_DATA RECORDS_
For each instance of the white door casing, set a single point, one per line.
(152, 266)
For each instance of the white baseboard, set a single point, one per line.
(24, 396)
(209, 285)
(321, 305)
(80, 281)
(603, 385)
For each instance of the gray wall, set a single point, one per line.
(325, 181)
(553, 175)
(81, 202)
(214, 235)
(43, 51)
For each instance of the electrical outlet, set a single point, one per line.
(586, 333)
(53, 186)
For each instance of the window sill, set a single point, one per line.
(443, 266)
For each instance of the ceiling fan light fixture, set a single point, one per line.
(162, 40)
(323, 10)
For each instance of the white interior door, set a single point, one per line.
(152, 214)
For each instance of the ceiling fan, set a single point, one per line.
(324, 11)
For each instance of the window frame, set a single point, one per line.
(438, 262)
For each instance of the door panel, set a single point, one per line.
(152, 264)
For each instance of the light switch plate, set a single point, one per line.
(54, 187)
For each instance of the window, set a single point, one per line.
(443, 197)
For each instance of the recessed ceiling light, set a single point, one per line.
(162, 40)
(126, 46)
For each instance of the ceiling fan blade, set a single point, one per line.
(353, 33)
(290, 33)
--
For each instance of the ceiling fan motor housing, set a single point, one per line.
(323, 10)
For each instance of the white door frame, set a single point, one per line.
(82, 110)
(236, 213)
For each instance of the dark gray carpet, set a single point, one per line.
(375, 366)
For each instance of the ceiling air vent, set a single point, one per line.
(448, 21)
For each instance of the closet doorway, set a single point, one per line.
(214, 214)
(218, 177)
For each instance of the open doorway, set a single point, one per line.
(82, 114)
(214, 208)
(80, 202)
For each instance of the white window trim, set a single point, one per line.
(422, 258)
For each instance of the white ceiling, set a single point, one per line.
...
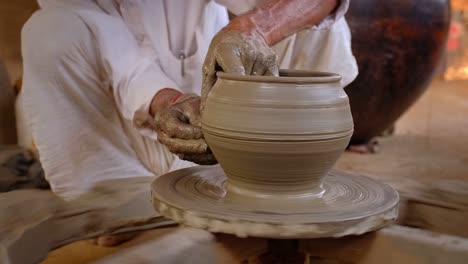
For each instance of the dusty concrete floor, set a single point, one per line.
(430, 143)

_DIRECTIONS_
Send back exactly the lines of the listing above starting at the one with "For each instance of the white window" and ending at the one with "For each instance of the white ceiling, set", inclusive, and no others.

_ANSWER SECTION_
For each instance of the white window trim, set a single point, one per line.
(422, 258)
For each instance of the white ceiling, set a single point, one per line.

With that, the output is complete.